* **EXCERPT PROVIDED**:
----------------
How does a QPRT work?
If you would like to set up a QPRT, first, you, as the trust grantor, need to set a specific amount of time you want the QPRT to last. This period is also known as the retained income period. Then, you will designate the beneficiaries, which are the people who will receive the property once the trust is expired. These are usually your children or spouse.
You will then transfer a principal residence, a vacation home or secondary residence, or a fractional interest in either. By doing so, you are making your home a “gift” for your beneficiaries to receive. Anything you decide to include will be placed in the trust at its current fair market value, and only a portion of that value is taxed. Note that if the value of your home is over $11.7 million—which is the lifetime gift tax exemption limit in 2021—your property will be subject to gift taxes.
During the term of the QPRT, you will be able to use your estate the same way you did before you established the trust. You will not have to pay rent to live in the property, but you will still have to pay recurring expenses such as real estate taxes.
At the end of the term, the property will be passed to your beneficiaries. When this occurs, you will have to lease the residence back from the beneficiaries at fair market rent in order to keep living in your home. You cannot buy the house back, because legislation enacted in 1997 prohibits you from doing so.
If you die before the term ends, however, the property will be included in your estate and become subject to estate taxes. But this does not mean that you should make the trust last for a very short time, as longer-term trusts benefit from smaller remainder interest given to the beneficiaries. A remainder interest is essentially the interest that is left after another interest in the property ends, and a smaller remainder interest essentially means a smaller gift tax.
As you can see, there are big benefits you can reap from creating the trust, but they are accompanied by great risks. Because a QPRT is irrevocable (meaning that you cannot change its terms once you establish it), you need to be mindful of the advantages and disadvantages the trust contains.
The advantages of a QPRT
The biggest benefit of establishing the trust is that you are able to transfer your residence to your heirs in a way that significantly reduces taxation of the transfer. Furthermore, the value of your residence will be locked in, and you will not have to worry about how appreciation will lead to higher taxes.
Even after transferring the property into the trust, you can continue to live in your home and maintain full control of it during a set period. You also have the ability to specify this amount of time while establishing the trust.
Paying rent after the set period will reduce your taxable estate. As mentioned before, once your retained income period is over, you will either have to move out of the house or lease it back from the beneficiaries at fair market rent. Though this may seem like a disadvantage, it actually helps you reduce your estate without using up your gift tax exemption limit.
It is hard to sell a residence that was once placed in the trust, so establishing the trust is ideal if you would like to let your home remain in the family for generations.
----------------
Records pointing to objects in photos
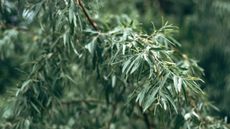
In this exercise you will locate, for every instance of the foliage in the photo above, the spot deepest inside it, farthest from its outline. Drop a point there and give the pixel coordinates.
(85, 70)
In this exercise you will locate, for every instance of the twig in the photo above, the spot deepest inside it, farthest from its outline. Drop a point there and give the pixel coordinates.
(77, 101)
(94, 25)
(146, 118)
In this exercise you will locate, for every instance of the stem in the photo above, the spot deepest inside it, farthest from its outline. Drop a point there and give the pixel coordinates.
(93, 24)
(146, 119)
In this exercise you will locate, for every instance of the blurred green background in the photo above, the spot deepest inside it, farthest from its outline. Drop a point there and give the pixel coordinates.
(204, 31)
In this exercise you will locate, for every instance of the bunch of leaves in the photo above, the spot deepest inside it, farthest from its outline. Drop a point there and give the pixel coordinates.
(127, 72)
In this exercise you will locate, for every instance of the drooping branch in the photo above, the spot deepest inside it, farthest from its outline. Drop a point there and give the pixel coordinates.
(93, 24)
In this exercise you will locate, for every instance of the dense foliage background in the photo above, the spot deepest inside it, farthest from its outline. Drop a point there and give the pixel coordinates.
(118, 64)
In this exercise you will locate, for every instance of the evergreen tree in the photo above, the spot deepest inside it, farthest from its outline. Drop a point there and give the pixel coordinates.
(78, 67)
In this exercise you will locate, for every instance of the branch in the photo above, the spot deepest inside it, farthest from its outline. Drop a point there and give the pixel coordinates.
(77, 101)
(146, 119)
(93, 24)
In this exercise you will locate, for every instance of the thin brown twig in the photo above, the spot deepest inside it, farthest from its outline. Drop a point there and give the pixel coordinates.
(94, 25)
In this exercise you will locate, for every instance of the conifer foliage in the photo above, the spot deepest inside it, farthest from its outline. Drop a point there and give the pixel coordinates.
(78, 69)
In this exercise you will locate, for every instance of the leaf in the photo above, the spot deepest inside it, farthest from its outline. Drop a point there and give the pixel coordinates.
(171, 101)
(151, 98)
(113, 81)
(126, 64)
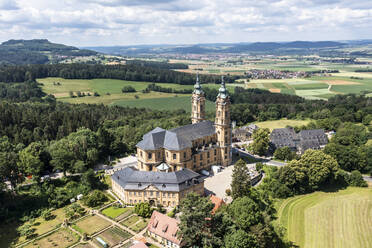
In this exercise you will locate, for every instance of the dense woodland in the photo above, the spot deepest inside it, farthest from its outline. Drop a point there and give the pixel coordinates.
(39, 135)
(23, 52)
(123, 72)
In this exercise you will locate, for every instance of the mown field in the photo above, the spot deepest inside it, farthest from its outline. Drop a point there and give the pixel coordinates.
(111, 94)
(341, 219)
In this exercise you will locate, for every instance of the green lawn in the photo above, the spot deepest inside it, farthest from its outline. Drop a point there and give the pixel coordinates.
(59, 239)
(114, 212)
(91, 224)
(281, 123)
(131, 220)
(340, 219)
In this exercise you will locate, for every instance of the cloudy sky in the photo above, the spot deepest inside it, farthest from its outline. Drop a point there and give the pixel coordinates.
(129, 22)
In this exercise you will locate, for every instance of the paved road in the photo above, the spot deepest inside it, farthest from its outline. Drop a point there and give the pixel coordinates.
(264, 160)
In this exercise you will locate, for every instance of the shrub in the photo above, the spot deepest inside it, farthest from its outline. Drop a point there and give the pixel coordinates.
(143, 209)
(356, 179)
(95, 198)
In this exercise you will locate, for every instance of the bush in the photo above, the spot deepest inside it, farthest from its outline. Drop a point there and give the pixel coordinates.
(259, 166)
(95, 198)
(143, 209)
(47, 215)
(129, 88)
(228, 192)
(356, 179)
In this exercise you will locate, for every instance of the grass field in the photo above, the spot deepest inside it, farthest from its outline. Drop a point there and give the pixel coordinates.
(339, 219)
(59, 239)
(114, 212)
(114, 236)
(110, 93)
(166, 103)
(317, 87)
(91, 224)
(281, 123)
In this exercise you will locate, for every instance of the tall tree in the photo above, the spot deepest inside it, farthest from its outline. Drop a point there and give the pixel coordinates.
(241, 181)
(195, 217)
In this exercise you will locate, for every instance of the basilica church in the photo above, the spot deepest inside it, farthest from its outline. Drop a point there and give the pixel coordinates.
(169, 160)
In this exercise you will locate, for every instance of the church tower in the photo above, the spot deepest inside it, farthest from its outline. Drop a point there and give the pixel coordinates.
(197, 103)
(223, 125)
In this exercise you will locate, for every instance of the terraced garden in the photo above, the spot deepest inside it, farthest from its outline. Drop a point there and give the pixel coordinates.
----------------
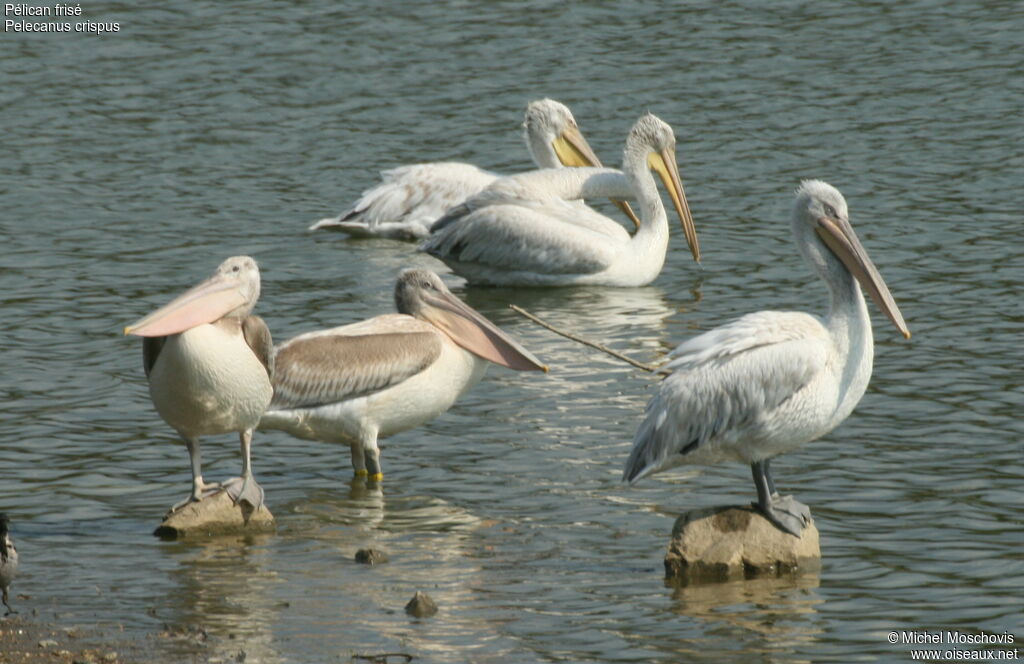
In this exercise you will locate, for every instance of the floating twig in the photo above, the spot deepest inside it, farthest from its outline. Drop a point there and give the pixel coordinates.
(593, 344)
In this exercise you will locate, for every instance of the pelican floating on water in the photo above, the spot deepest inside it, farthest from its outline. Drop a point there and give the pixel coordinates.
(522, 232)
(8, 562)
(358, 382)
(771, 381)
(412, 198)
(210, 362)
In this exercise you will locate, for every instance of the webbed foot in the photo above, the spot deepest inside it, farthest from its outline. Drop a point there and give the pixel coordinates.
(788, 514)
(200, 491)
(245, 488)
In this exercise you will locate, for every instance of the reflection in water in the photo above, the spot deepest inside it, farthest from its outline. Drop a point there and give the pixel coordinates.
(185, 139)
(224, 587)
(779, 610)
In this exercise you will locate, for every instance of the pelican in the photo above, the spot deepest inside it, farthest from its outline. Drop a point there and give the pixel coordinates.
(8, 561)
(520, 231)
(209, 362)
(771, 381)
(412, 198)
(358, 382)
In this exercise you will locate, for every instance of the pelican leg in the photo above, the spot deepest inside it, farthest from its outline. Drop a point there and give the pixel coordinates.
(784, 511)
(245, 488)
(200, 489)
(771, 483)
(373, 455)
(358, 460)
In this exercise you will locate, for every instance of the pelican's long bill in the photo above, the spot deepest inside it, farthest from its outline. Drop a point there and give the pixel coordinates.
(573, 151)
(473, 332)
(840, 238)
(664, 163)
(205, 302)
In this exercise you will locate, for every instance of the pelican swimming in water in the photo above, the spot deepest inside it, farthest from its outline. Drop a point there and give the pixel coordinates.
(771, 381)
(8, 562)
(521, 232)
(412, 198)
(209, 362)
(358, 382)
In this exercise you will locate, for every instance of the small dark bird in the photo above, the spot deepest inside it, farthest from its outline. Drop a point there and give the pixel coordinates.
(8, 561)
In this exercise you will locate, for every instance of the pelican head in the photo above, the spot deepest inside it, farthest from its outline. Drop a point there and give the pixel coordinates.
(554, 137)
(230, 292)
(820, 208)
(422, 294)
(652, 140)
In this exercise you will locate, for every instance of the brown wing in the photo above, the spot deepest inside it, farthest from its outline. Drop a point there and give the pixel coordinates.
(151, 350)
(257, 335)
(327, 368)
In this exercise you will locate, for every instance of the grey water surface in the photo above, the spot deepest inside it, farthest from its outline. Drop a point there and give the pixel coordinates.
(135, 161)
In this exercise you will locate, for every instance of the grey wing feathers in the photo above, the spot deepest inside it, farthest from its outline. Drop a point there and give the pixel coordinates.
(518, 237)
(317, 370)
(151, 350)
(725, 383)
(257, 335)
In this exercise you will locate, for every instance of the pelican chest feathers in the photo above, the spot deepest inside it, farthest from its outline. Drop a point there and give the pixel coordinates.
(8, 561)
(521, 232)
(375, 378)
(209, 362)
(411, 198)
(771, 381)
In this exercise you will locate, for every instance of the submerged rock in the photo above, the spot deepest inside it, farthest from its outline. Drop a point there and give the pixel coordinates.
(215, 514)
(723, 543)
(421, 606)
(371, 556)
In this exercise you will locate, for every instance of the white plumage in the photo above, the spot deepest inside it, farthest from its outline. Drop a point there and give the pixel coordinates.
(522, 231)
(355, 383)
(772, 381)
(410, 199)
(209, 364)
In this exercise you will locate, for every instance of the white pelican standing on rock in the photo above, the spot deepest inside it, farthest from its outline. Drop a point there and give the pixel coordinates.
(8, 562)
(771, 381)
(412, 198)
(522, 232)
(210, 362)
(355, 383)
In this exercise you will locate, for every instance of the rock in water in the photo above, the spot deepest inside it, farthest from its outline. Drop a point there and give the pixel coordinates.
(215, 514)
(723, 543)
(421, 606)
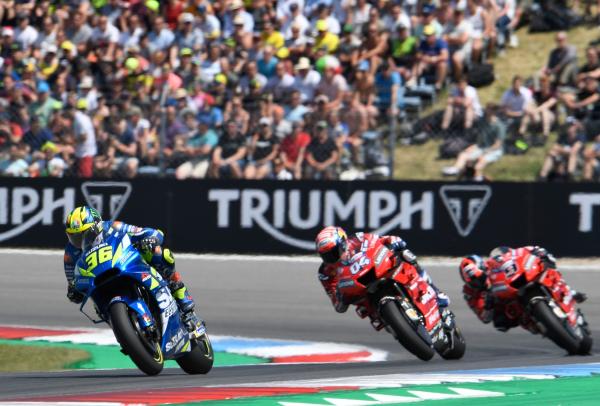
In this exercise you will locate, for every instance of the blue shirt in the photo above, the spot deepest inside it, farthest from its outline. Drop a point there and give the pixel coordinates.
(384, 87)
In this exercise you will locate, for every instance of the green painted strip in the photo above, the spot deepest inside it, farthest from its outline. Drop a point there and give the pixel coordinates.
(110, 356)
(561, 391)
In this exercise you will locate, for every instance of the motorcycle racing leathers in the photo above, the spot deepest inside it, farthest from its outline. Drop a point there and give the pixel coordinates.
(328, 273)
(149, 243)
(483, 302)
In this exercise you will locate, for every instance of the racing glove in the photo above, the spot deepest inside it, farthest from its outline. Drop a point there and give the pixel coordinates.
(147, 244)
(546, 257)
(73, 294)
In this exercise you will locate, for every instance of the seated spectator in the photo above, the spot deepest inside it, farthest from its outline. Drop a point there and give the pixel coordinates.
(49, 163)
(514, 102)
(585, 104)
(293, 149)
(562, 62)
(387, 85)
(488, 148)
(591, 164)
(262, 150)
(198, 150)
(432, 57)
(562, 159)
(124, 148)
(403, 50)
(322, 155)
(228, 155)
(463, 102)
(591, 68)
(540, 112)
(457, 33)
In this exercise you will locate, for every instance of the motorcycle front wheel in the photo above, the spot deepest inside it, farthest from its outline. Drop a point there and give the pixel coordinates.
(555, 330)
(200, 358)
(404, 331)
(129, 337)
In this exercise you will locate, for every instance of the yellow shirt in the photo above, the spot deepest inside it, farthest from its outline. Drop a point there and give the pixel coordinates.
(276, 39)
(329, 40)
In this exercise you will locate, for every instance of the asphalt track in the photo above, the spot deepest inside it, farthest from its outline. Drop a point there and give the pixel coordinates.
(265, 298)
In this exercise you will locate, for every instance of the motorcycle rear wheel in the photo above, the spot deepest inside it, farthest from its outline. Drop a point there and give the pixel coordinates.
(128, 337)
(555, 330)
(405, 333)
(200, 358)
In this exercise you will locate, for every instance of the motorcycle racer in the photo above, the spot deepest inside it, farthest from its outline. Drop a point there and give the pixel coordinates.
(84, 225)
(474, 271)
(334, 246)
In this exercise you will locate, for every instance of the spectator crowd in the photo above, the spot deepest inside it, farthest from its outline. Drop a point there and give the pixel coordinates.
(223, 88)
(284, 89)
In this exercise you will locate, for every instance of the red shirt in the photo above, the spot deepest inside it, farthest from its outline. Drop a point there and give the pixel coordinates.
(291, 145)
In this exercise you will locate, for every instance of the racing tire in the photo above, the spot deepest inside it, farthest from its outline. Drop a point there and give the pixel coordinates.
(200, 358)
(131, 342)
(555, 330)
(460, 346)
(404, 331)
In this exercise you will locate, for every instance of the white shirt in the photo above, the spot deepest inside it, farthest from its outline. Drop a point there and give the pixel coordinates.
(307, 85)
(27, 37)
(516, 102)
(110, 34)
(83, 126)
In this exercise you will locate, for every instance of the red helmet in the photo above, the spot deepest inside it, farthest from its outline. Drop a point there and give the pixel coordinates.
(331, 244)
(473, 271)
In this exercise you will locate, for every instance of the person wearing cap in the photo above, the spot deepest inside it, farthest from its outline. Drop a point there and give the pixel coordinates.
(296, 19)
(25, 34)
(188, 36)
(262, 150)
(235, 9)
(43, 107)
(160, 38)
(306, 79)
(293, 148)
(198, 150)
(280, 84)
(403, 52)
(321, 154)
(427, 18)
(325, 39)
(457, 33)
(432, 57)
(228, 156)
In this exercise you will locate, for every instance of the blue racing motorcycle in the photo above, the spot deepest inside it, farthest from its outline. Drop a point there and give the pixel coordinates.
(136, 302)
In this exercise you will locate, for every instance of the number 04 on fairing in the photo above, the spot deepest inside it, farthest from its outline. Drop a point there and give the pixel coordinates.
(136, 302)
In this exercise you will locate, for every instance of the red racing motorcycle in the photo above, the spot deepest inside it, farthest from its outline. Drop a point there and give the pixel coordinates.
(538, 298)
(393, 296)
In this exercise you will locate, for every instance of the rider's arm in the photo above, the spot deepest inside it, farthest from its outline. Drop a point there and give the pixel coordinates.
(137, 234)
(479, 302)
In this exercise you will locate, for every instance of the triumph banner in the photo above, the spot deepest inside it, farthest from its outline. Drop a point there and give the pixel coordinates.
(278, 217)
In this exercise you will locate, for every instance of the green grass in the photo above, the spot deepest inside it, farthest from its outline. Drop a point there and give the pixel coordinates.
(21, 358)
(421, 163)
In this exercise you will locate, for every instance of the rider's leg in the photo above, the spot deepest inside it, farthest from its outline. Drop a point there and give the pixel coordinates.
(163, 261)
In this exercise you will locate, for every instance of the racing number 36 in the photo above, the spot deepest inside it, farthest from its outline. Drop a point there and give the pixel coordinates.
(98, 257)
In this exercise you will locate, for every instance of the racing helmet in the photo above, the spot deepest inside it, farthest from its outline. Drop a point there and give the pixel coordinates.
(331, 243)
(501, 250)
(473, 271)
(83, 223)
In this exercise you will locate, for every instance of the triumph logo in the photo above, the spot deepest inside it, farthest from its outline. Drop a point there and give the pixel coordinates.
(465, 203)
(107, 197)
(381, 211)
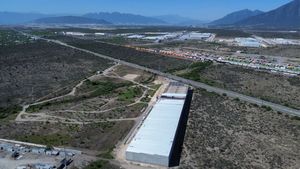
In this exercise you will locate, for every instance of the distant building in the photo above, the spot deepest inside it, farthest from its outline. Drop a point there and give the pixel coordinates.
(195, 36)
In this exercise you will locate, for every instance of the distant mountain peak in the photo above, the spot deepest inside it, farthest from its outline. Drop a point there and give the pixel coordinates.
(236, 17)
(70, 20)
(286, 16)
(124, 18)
----------------
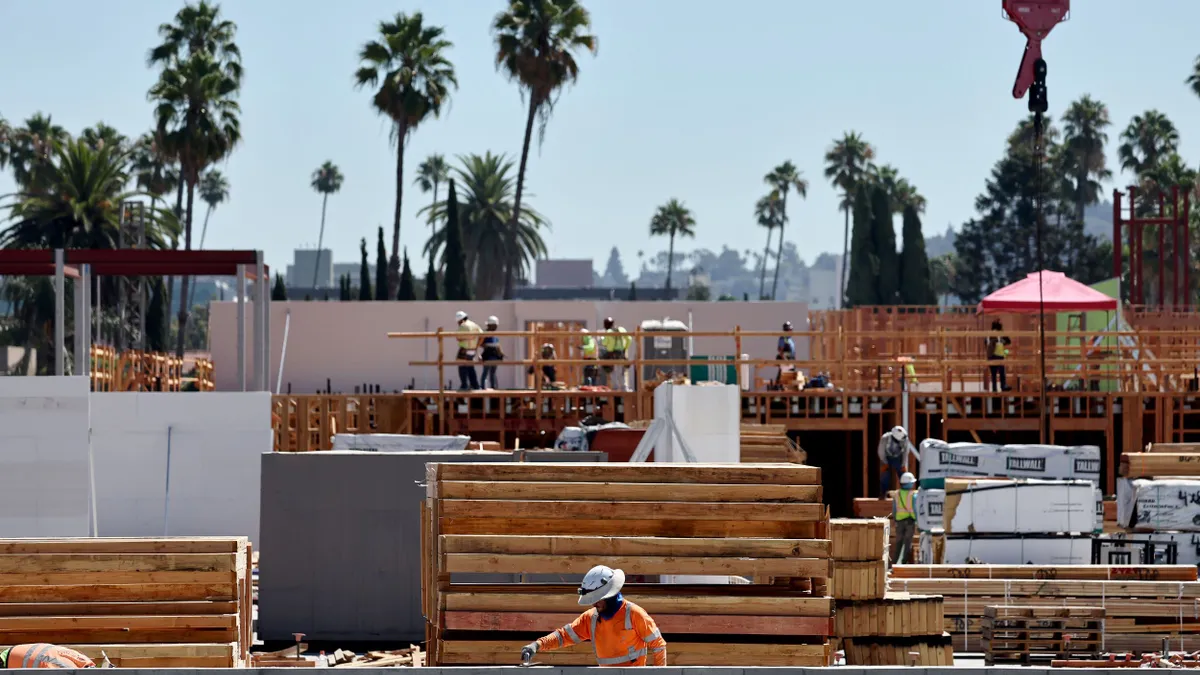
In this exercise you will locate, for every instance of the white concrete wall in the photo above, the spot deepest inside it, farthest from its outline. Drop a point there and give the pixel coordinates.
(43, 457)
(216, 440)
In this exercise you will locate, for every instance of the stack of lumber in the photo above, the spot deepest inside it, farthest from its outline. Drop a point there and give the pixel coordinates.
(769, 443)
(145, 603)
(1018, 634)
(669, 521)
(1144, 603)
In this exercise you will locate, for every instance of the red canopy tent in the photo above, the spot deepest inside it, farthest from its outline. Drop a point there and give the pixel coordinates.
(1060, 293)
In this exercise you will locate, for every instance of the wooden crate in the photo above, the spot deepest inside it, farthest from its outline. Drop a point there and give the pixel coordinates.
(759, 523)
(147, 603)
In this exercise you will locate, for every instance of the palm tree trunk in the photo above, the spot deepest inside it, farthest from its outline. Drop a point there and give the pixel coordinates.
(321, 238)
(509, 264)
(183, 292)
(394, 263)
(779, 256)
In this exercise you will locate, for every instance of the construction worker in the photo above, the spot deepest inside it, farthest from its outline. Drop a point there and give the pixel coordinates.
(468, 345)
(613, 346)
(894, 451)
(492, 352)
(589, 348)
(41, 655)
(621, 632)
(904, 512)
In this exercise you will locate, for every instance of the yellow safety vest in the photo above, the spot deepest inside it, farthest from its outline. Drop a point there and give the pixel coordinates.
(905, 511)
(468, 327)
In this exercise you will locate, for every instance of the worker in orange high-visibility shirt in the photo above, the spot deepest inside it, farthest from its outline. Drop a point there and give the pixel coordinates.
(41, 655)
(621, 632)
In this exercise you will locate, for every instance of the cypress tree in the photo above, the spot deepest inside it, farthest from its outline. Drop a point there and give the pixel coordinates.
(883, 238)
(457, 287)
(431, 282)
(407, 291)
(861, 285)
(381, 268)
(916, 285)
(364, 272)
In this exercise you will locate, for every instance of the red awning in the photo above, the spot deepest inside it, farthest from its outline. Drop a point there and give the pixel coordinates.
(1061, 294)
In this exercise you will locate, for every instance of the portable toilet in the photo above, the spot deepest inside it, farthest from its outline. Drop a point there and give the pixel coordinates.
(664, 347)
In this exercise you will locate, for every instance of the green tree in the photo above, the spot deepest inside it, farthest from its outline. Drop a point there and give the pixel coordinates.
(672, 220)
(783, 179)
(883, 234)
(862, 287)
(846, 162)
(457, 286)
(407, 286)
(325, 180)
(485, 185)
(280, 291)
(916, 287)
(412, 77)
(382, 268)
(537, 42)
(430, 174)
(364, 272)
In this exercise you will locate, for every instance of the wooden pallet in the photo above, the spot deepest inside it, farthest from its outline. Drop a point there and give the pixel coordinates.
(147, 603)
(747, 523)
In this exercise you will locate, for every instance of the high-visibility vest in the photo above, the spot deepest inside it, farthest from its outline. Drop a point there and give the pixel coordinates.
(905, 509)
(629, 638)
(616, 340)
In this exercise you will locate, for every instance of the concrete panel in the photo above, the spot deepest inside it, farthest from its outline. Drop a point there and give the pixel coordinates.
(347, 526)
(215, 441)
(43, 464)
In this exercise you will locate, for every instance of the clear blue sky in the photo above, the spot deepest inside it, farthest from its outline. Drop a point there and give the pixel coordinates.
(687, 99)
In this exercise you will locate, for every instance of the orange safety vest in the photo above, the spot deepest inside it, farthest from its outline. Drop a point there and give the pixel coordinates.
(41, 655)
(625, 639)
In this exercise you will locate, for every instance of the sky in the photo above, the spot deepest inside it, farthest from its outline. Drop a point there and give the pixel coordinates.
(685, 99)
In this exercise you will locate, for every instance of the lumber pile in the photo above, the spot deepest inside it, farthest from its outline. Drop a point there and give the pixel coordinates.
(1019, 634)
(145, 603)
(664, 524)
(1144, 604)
----------------
* **EXERCISE AIM**: In the excerpt on how a QPRT works, what does legislation enacted in 1997 prohibit the grantor from doing?

* **RESPONSE TO THIS EXERCISE**: It prohibits the grantor from buying the house back.